In the text on Somali immigrants in the United States, which state has about one third of the people with Somali ancestry?

━━ TEXT BLOCK

Current estimates of the number of Somali immigrants living in the United States vary widely, ranging from 35,760 to 150,000 persons. 2010 American Community Survey data indicates that there are approximately 85,700 people with Somali ancestry in the US. Of those, around 25,000 or one third live in Minnesota; 21,000 of the latter were born in Somalia. Nationwide, 76,205 were Somalia-born. Somalis are the second largest ethnic group from the Horn of Africa, after Ethiopians.

━━━━
━━ INFORMATION SHOWN

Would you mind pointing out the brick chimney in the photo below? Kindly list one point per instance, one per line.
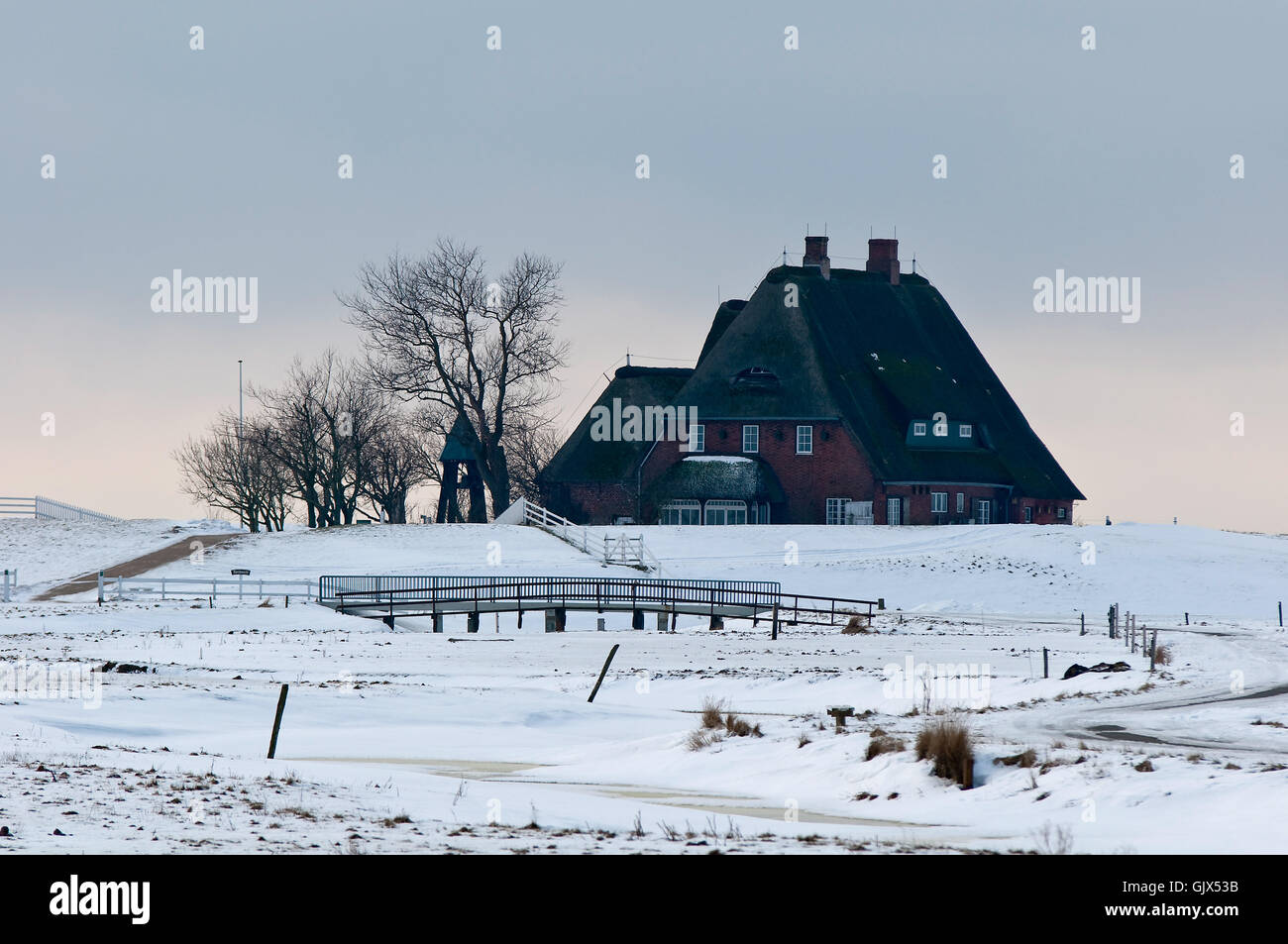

━━━━

■ FINISHED TASK ■
Minnesota